■ Task to carry out ■
Count the lines in the items below that contain the string "building". Give only the number.

■ Material for this task ■
━━━━━━━━━━━━━━━━

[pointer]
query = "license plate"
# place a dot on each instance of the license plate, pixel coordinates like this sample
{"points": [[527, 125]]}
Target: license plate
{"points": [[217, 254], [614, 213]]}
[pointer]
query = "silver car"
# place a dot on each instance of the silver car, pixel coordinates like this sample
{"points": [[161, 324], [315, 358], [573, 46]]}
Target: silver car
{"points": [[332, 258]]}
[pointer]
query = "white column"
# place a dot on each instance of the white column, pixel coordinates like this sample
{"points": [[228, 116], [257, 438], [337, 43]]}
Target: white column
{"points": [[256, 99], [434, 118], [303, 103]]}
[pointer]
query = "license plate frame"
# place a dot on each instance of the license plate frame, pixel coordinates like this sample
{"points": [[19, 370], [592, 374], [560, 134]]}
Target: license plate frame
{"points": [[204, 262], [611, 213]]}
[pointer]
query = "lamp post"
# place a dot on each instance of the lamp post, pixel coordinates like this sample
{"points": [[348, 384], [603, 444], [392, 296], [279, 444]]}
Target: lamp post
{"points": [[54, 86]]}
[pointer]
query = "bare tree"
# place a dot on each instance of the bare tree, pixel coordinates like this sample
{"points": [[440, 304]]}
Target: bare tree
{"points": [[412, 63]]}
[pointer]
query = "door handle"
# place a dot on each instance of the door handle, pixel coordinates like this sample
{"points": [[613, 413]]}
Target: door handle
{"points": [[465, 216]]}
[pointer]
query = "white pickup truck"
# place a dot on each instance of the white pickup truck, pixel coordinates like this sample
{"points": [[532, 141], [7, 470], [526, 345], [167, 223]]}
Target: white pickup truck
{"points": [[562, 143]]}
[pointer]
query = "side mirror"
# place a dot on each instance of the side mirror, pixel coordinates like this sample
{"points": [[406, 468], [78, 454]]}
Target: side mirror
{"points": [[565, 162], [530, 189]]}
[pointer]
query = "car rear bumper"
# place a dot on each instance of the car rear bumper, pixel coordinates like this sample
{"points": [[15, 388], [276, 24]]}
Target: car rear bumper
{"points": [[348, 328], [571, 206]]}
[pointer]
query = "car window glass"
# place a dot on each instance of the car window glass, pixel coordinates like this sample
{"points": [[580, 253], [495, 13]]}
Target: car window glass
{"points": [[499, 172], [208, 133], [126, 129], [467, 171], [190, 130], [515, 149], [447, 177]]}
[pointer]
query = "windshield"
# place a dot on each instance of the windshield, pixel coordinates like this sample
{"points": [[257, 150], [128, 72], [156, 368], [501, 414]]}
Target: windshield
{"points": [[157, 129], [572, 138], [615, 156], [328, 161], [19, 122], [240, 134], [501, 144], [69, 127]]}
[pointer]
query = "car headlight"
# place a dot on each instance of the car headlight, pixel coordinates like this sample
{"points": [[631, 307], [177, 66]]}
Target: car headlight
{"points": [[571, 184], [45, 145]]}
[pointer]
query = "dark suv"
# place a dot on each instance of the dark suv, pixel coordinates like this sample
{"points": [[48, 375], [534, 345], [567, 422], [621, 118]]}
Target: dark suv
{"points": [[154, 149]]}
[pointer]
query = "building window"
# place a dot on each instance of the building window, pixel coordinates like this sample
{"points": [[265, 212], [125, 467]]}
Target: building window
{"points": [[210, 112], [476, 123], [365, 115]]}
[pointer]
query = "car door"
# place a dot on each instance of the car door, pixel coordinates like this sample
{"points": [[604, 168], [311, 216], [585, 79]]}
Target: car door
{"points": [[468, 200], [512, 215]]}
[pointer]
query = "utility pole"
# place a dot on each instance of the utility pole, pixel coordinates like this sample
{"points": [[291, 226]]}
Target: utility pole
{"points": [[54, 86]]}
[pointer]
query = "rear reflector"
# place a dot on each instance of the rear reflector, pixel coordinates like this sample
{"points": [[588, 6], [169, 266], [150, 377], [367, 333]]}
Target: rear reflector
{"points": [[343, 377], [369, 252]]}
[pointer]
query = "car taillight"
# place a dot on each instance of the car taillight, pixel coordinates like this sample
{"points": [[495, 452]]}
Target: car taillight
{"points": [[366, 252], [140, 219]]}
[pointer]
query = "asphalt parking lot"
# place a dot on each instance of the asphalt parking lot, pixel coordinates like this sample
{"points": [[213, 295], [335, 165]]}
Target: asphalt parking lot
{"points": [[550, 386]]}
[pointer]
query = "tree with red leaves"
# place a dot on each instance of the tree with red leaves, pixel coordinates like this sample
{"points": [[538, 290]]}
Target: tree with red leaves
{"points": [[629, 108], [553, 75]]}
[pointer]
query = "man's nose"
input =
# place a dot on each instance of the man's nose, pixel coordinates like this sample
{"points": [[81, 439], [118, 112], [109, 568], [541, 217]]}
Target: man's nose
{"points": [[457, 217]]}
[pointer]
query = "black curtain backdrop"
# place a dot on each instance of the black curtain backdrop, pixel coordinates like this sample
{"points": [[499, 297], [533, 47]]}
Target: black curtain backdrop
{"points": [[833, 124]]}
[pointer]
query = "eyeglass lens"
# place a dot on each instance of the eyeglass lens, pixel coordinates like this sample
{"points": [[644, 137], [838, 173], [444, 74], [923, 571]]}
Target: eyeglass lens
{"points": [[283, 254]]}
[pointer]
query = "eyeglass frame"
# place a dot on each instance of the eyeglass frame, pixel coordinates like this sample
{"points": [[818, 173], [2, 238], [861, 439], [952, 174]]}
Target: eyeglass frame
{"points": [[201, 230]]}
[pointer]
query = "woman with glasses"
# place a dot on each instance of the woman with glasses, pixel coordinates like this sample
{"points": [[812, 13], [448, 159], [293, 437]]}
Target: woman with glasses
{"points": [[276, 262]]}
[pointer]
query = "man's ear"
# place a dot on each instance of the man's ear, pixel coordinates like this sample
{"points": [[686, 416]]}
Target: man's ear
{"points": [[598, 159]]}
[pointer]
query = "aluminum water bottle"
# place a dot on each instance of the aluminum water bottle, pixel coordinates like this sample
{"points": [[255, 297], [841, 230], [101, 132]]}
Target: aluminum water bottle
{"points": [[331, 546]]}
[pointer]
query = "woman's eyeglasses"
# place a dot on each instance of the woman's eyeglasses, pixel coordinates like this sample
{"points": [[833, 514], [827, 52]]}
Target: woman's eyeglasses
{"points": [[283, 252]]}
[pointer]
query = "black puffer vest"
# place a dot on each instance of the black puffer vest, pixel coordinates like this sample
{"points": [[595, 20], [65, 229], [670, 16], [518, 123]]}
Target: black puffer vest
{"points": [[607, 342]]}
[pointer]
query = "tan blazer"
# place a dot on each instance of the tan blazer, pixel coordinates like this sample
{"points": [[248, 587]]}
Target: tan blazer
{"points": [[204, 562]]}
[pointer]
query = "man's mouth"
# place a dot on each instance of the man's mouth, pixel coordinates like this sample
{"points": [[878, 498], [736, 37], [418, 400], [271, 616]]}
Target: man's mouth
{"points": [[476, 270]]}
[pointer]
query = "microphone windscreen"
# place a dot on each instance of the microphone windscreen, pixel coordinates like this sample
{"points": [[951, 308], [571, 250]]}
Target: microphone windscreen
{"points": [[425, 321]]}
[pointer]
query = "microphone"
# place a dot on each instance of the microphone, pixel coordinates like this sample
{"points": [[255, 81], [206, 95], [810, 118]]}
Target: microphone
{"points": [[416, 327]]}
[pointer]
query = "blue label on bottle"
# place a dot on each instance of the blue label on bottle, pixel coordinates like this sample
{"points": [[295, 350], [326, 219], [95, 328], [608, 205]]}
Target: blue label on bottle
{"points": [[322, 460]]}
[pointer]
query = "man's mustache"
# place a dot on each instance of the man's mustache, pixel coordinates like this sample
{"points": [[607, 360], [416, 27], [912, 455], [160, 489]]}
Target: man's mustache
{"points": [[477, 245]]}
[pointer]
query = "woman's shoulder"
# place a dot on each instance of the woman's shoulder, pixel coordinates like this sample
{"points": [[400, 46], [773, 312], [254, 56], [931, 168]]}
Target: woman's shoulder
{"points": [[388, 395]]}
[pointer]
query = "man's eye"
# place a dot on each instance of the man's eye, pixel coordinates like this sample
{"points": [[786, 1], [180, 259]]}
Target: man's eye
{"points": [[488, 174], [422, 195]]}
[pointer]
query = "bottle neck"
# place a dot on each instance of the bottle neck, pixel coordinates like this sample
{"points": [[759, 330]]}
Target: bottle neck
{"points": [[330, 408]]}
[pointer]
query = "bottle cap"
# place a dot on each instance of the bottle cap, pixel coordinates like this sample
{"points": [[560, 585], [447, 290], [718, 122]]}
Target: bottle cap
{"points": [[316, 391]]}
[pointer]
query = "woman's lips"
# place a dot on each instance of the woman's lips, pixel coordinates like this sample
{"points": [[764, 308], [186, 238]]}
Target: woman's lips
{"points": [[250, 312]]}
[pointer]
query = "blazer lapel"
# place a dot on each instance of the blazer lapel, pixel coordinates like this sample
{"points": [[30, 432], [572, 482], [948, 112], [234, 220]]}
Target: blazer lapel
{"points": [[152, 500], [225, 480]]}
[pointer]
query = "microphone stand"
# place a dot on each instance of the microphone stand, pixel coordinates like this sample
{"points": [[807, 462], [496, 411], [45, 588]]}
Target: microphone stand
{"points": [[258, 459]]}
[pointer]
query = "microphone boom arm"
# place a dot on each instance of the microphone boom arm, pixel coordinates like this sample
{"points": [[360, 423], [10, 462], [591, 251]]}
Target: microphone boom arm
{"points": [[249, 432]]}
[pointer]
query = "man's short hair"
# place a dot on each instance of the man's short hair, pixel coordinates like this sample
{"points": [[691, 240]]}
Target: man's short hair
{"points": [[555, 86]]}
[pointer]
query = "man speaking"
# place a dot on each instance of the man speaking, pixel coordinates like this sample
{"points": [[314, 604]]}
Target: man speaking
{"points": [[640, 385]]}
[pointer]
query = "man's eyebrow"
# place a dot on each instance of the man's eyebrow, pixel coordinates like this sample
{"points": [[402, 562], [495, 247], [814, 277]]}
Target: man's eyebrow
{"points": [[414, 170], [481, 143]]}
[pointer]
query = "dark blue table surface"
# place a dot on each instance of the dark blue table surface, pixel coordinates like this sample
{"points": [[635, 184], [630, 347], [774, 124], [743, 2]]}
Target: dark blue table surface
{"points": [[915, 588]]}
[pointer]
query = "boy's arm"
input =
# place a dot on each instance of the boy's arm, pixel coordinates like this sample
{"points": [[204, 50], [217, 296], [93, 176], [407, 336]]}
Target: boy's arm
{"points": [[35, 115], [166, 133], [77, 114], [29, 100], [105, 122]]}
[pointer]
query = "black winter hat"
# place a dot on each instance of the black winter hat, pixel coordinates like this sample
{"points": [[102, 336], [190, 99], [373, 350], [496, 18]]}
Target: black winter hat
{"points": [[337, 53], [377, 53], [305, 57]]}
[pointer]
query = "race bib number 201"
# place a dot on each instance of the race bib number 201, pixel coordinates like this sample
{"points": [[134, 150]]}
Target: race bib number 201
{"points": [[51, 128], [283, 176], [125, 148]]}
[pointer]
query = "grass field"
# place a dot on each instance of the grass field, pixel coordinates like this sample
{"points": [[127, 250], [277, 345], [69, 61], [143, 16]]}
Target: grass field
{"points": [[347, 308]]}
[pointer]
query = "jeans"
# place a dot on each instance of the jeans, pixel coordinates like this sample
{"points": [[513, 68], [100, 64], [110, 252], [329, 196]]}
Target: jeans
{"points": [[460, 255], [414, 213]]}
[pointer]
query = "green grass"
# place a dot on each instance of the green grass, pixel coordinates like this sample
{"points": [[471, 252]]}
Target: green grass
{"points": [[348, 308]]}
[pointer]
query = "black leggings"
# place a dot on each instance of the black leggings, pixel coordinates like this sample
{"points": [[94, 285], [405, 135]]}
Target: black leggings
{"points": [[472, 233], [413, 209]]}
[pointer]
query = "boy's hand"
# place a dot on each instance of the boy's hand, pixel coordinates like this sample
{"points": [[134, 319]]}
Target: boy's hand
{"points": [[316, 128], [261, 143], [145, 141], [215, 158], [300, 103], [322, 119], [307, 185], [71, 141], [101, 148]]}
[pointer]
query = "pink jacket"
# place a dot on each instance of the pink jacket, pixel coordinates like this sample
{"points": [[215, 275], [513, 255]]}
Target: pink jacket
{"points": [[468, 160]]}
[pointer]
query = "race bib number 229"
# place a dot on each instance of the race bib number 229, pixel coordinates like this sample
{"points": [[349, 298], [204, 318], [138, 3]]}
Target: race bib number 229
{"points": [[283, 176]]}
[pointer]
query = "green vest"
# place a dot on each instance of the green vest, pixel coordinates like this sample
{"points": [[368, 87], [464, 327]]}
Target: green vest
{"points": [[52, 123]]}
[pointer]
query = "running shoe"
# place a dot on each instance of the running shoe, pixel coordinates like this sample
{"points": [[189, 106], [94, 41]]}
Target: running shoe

━━━━━━━━━━━━━━━━

■ The result ■
3